### Given text
Begin
# Berthoud Pass rescue beacon issue



## El Flaco (Nov 5, 2003)

To the Alpine Rescue Team - Thanks for doing what you do, guys.

My guess is that it's a rank noob that bought a PRB, thinking it was a transceiver. Purely speculation, but it fits the pattern.


----------



## islandertek (Apr 4, 2008)

El Flaco said:


> To the Alpine Rescue Team - Thanks for doing what you do, guys.
> 
> .


I second El Flaco!! THANKS GUYS!!! A definite selfless act!!


----------



## catwoman (Jun 22, 2009)

and he isn't even a "front ranger"

Rocky Mountain Rescue Group finds ignorant beacon owner who triggered false alarms - Boulder Daily Camera


----------



## bobbuilds (May 12, 2007)

catwoman said:


> and he isn't even a "front ranger"
> 
> Rocky Mountain Rescue Group finds ignorant beacon owner who triggered false alarms - Boulder Daily Camera


see what happens, at least we knew what was going on.


----------



## Canada (Oct 24, 2006)
End
### Materials provided
Begin
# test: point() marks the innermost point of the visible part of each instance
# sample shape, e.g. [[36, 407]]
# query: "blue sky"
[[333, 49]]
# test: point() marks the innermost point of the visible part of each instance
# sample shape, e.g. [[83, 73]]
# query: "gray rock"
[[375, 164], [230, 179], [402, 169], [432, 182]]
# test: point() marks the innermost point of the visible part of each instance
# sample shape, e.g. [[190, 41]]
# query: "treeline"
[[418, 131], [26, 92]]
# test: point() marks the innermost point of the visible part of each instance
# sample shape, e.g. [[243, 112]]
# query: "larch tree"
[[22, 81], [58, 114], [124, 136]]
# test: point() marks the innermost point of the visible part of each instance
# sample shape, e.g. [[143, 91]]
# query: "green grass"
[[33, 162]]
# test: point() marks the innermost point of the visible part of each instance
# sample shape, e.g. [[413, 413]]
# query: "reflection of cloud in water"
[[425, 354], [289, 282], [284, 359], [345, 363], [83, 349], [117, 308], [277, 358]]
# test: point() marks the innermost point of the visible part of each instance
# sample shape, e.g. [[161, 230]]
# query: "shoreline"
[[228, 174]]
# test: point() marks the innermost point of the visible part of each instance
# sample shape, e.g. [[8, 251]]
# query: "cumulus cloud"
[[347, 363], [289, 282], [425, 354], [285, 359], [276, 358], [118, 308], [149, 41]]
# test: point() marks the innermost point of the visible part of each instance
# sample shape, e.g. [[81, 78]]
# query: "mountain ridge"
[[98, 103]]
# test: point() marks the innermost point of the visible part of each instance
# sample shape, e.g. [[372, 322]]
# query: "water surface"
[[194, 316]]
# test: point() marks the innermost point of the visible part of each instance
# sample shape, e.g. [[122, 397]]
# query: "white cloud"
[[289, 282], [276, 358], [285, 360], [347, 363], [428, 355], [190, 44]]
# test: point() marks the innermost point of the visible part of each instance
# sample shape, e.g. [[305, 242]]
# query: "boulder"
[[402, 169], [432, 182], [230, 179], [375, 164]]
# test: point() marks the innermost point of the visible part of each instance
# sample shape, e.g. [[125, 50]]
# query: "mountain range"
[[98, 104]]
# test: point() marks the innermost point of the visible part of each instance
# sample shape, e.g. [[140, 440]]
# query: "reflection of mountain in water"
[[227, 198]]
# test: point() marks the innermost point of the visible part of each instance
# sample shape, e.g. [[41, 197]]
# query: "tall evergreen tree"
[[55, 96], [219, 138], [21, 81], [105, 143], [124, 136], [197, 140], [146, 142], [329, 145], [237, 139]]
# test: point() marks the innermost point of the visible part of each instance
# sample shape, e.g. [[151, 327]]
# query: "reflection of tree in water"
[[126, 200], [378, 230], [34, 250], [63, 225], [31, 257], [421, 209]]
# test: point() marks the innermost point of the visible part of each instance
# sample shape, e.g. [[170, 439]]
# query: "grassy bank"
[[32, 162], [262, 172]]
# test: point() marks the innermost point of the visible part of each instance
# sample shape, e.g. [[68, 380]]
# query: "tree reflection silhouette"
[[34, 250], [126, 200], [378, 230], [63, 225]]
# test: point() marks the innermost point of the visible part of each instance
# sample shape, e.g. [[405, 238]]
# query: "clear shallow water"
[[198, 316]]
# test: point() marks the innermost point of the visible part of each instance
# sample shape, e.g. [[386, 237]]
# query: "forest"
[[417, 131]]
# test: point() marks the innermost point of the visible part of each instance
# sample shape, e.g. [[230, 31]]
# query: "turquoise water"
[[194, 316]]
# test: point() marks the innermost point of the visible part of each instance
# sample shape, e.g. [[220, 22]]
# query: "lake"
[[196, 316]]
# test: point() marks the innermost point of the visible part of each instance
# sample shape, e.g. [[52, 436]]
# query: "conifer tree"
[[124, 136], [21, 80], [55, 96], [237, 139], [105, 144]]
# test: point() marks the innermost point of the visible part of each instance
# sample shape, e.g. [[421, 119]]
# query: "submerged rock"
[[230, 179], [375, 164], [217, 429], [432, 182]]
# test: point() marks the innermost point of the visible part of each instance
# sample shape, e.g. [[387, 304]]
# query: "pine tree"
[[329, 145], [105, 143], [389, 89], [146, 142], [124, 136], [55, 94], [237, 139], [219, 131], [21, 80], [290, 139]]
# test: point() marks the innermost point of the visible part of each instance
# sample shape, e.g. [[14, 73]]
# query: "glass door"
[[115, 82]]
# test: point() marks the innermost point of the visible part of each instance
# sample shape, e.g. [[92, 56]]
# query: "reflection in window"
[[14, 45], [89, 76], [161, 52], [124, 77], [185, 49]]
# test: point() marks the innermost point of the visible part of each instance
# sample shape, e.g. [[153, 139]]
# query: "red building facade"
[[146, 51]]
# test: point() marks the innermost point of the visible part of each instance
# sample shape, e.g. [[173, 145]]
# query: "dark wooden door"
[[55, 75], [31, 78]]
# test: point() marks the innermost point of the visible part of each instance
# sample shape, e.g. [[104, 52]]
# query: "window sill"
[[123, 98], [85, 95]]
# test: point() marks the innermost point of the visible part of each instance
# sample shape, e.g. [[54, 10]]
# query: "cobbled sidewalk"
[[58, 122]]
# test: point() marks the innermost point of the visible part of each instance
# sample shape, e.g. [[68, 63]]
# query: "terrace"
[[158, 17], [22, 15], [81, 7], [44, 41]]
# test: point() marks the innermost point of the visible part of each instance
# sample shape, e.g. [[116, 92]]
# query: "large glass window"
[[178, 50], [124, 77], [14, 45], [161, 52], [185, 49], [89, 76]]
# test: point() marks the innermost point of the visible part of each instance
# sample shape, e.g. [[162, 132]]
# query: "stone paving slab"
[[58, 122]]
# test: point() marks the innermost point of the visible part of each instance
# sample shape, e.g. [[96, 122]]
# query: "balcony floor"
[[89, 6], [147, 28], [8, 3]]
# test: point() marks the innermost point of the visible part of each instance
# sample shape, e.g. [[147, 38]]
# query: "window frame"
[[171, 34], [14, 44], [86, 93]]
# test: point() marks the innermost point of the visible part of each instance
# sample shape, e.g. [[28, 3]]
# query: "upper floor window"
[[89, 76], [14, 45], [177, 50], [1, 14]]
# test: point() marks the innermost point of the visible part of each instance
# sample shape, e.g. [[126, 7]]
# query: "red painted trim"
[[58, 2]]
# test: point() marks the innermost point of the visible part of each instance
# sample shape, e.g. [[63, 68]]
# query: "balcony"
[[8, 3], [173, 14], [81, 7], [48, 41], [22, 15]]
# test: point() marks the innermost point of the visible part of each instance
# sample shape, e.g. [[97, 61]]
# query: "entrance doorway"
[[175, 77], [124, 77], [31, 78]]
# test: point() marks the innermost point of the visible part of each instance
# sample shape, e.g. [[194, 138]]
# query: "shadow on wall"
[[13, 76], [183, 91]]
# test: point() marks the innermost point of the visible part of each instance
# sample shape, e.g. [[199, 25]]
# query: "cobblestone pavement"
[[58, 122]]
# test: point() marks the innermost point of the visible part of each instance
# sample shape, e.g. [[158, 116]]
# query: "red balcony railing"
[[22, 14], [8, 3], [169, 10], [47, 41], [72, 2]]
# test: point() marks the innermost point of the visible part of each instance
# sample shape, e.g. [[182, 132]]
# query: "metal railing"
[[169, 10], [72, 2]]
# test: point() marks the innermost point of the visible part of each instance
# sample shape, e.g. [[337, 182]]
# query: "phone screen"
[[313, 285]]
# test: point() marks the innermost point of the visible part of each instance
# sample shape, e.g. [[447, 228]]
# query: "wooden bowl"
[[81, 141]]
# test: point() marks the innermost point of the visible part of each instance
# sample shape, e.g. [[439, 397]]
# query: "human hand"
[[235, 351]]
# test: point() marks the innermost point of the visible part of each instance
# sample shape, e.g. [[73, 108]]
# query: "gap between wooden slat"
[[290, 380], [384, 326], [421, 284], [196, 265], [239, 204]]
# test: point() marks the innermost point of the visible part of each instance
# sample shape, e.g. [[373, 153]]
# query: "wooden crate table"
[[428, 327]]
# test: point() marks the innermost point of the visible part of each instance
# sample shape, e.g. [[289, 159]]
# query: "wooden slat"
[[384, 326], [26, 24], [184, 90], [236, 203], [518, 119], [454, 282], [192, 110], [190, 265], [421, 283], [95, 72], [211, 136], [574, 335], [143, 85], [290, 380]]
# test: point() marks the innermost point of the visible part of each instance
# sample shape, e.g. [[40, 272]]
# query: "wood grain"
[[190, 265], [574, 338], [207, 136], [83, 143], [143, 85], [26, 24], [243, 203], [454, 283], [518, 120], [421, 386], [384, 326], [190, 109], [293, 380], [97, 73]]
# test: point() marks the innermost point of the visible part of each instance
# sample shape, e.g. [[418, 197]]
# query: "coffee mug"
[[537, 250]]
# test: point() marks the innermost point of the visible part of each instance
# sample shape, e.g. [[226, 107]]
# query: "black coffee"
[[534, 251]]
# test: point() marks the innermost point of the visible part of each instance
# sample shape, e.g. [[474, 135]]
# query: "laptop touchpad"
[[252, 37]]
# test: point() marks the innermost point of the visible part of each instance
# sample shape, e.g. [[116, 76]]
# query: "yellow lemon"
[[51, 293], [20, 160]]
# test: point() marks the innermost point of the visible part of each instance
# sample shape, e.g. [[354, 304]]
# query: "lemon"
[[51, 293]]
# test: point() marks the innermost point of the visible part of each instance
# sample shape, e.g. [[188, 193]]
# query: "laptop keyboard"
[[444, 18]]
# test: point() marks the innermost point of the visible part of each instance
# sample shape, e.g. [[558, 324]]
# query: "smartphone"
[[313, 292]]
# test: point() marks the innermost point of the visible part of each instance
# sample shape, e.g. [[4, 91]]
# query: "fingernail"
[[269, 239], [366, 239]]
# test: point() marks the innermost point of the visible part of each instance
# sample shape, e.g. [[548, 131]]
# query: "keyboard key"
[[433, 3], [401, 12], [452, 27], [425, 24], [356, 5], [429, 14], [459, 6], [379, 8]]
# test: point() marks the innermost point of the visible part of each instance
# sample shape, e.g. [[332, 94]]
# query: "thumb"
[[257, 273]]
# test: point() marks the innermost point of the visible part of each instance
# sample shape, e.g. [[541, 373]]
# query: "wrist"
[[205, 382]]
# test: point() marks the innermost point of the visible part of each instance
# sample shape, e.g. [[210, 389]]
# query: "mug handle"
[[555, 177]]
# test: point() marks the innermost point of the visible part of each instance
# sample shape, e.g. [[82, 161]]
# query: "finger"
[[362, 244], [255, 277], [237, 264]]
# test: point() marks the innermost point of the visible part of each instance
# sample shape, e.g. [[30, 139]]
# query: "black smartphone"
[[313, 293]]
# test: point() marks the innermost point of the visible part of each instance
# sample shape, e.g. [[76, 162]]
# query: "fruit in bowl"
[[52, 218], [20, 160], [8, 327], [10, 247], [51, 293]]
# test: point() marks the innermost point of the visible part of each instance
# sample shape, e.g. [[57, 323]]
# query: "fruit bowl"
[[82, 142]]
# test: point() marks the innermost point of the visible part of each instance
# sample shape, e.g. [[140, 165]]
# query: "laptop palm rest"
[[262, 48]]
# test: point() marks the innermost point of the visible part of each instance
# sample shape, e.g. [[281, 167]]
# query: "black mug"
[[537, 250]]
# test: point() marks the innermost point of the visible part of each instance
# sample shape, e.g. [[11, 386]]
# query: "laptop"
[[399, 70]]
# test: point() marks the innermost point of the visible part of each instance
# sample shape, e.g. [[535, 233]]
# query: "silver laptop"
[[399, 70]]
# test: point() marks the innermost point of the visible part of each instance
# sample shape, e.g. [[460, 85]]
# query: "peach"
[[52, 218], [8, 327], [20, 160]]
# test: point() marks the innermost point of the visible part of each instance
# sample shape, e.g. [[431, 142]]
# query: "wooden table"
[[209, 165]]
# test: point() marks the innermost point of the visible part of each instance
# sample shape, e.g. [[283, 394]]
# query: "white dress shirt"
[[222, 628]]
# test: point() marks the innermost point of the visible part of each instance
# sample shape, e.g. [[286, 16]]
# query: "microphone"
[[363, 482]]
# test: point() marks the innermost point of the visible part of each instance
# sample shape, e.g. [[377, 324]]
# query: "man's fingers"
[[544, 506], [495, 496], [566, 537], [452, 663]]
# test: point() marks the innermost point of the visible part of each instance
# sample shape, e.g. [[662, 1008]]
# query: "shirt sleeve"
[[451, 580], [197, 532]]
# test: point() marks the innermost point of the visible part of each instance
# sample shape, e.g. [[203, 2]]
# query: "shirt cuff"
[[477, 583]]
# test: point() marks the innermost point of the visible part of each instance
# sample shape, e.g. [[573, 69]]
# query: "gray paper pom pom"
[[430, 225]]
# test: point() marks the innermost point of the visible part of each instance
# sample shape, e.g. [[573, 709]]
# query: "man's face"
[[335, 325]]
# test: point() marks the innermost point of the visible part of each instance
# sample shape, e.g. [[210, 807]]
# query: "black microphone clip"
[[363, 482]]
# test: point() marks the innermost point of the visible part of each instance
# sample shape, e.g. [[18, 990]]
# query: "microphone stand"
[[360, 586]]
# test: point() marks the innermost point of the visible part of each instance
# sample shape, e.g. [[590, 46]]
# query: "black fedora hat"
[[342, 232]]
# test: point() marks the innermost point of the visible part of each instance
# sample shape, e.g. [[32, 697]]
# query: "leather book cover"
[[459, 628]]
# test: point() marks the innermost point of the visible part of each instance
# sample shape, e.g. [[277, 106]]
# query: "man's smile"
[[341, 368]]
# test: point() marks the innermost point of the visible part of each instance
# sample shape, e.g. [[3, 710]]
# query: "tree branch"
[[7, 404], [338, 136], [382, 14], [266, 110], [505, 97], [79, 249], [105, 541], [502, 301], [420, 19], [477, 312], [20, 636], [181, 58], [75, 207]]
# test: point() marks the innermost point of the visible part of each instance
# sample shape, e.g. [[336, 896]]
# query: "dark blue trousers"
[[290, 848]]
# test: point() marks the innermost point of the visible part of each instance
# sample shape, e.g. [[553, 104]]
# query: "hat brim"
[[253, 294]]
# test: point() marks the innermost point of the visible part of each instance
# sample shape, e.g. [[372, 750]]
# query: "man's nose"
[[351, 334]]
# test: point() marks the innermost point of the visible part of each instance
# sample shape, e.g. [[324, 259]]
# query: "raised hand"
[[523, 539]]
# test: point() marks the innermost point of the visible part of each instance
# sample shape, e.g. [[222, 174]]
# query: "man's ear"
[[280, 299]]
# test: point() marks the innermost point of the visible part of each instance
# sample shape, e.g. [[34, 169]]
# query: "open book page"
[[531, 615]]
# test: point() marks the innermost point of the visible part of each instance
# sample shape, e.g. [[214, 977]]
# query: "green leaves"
End
### Directive A
Answer these questions about the Berthoud Pass thread:
(i) Which team does El Flaco thank?
(ii) What does El Flaco guess the owner bought, thinking it was a transceiver?
(iii) According to the headline catwoman posts, which group found the beacon owner?
### Directive B
Rewrite the rows as a numbered list, starting at the first line of the rows and ending at the line that contains "[[22, 81], [58, 114], [124, 136]]". Leave out blank lines.
The forum thread and the rows have nothing to do with each other.

### Task output A
(i) The Alpine Rescue Team
(ii) A PRB
(iii) Rocky Mountain Rescue Group

### Task output B
1. # test: point() marks the innermost point of the visible part of each instance
2. # sample shape, e.g. [[36, 407]]
3. # query: "blue sky"
4. [[333, 49]]
5. # test: point() marks the innermost point of the visible part of each instance
6. # sample shape, e.g. [[83, 73]]
7. # query: "gray rock"
8. [[375, 164], [230, 179], [402, 169], [432, 182]]
9. # test: point() marks the innermost point of the visible part of each instance
10. # sample shape, e.g. [[190, 41]]
11. # query: "treeline"
12. [[418, 131], [26, 92]]
13. # test: point() marks the innermost point of the visible part of each instance
14. # sample shape, e.g. [[243, 112]]
15. # query: "larch tree"
16. [[22, 81], [58, 114], [124, 136]]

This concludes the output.